• WHAT THE TASK ASKS:
Rewrite the stretch from the line containing "spot the gray jeans." through the line containing "(175, 1137)", both ends included, keeping every line and adjusting each coordinate by -135.

• THE DATA:
..........
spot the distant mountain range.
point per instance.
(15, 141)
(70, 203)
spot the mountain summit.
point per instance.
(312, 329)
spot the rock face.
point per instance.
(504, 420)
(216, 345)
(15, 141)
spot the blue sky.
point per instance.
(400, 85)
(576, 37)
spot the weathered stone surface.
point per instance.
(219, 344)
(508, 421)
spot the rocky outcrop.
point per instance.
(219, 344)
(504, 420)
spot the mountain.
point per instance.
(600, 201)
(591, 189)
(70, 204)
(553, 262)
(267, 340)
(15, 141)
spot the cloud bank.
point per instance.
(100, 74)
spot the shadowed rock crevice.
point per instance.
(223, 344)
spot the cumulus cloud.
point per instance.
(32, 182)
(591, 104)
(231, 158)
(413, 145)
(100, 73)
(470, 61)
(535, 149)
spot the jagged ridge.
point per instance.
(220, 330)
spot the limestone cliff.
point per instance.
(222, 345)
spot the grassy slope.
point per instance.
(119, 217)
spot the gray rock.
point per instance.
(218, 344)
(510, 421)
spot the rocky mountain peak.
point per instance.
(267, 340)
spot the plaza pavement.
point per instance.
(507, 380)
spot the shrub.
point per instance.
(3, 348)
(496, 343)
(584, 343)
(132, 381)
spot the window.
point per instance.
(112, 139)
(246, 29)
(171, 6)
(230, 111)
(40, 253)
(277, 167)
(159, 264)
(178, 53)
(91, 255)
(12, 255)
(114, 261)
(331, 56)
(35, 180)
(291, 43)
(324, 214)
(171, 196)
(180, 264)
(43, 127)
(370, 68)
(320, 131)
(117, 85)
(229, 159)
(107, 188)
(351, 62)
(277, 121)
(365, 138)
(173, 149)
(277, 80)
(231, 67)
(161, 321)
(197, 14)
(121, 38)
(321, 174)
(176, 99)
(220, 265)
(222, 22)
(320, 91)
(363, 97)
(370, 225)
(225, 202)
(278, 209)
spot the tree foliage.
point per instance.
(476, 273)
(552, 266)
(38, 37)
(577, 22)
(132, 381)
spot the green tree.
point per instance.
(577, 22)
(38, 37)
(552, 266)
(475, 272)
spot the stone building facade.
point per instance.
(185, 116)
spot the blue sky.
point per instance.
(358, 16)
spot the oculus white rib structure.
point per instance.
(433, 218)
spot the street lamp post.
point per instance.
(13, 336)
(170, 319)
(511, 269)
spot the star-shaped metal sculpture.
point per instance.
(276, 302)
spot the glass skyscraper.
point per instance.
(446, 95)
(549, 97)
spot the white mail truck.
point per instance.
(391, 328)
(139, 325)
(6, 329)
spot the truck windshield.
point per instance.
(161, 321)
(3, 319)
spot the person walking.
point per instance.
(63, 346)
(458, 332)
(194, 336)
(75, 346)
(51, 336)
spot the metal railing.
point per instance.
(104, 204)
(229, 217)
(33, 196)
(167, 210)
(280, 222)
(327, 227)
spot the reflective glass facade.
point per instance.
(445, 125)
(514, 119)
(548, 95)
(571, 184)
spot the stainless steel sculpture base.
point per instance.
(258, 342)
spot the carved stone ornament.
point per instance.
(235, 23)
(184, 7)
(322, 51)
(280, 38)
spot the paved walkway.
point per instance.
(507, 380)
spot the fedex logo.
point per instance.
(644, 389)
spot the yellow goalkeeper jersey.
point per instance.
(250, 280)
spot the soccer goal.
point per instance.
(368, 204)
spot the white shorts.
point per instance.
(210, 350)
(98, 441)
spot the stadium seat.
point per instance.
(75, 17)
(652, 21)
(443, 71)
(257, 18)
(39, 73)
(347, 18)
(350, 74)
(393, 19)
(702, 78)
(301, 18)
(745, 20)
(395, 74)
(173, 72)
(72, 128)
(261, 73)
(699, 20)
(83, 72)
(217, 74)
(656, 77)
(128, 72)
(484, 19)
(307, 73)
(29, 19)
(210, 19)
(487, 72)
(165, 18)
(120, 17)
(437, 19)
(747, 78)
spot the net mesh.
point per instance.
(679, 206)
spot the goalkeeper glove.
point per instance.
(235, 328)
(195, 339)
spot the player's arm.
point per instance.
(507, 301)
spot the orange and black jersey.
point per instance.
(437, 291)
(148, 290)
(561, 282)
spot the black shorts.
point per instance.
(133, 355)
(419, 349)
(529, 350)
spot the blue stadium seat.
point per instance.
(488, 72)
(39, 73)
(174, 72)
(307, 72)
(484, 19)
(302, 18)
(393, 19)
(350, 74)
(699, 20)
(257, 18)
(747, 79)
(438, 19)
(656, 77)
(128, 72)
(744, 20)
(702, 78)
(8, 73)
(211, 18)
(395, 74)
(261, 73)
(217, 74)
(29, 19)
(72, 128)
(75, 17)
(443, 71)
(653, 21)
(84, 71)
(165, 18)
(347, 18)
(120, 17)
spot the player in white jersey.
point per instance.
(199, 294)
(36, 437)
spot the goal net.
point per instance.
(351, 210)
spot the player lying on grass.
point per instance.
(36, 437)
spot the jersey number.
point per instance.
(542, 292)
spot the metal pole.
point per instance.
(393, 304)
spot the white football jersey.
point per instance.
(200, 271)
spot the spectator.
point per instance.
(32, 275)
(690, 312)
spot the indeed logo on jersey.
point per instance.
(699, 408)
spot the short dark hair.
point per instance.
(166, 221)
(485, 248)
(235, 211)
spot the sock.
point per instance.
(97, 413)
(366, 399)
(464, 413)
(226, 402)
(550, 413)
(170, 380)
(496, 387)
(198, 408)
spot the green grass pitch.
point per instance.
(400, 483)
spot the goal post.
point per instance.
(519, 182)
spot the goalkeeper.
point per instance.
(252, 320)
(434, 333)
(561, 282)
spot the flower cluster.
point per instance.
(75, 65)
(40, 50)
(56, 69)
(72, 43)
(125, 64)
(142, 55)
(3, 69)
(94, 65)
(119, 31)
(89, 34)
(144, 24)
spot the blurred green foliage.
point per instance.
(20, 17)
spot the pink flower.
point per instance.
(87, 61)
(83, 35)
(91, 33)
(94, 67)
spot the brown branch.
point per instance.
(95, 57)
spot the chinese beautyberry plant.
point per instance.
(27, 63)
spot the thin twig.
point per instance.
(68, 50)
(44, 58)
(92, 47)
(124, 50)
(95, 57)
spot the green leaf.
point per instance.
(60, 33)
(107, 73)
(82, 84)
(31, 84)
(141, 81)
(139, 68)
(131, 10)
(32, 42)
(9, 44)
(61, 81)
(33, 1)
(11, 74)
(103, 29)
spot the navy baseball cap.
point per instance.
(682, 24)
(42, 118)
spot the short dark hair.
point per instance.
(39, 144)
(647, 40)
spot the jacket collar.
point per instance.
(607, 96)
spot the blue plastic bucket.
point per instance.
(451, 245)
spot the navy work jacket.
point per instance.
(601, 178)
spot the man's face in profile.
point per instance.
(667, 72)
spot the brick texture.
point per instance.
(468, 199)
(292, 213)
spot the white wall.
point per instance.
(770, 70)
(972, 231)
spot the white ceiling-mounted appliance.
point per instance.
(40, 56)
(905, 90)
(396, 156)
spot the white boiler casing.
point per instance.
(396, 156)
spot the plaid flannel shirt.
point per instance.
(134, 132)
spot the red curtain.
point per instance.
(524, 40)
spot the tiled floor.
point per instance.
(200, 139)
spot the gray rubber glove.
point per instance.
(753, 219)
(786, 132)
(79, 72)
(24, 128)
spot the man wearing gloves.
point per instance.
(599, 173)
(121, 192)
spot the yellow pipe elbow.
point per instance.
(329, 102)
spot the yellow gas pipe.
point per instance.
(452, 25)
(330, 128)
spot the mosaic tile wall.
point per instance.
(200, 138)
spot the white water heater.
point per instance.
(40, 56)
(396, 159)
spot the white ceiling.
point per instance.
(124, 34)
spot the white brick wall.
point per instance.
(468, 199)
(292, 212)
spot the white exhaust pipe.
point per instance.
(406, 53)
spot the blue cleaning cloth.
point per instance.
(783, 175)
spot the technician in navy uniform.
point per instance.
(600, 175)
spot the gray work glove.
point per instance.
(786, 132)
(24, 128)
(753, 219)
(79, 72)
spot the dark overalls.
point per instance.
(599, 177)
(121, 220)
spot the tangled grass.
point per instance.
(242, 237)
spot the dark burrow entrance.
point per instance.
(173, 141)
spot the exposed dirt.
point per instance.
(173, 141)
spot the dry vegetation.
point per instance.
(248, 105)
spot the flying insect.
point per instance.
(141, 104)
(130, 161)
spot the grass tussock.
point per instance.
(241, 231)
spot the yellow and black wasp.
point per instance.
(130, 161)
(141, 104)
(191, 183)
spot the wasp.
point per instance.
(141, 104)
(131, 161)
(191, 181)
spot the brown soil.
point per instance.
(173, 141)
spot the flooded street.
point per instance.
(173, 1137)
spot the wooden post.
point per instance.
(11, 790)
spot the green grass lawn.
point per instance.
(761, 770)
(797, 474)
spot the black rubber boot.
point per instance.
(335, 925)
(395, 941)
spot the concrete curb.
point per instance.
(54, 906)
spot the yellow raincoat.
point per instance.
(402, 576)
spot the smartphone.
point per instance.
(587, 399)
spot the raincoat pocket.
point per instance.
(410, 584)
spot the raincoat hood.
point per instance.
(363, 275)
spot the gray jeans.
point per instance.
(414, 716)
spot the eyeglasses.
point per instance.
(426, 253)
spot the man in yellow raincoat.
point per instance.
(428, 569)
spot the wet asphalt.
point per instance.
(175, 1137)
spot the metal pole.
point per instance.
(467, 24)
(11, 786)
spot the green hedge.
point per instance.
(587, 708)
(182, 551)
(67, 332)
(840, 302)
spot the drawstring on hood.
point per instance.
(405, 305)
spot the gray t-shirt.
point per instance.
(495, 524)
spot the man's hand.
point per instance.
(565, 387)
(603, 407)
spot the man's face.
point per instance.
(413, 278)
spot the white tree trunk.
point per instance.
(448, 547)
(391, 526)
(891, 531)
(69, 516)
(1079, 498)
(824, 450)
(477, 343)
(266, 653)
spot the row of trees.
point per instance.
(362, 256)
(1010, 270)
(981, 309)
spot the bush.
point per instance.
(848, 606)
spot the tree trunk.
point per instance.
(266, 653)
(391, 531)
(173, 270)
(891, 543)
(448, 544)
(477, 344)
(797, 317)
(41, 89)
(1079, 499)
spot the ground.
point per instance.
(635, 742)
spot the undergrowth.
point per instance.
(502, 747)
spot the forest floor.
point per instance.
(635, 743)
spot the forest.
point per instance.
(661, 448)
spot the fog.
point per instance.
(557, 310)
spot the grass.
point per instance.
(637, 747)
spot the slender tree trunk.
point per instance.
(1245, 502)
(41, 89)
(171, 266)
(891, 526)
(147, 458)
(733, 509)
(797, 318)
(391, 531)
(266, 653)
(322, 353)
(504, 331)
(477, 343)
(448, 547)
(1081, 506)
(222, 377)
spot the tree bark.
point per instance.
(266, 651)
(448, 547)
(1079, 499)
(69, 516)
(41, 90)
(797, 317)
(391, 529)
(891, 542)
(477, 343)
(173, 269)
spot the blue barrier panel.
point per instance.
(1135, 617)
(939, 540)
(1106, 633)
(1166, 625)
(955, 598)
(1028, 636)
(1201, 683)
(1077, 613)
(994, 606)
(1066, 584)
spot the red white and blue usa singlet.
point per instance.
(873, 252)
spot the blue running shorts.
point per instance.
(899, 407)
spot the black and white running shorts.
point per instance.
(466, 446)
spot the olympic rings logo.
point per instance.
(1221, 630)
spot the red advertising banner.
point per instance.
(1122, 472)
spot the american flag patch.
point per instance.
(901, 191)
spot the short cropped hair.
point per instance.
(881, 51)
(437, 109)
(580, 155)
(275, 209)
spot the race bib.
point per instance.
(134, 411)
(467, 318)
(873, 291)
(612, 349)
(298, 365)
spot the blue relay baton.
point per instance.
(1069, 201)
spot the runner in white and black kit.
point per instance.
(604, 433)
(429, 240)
..........
• TASK OUTPUT:
spot the gray jeans.
point per instance.
(279, 581)
spot the eyeglasses.
point per instance.
(291, 118)
spot the man in yellow raincoat.
point per instance.
(293, 434)
spot the wet asphalt.
point per instance.
(40, 1002)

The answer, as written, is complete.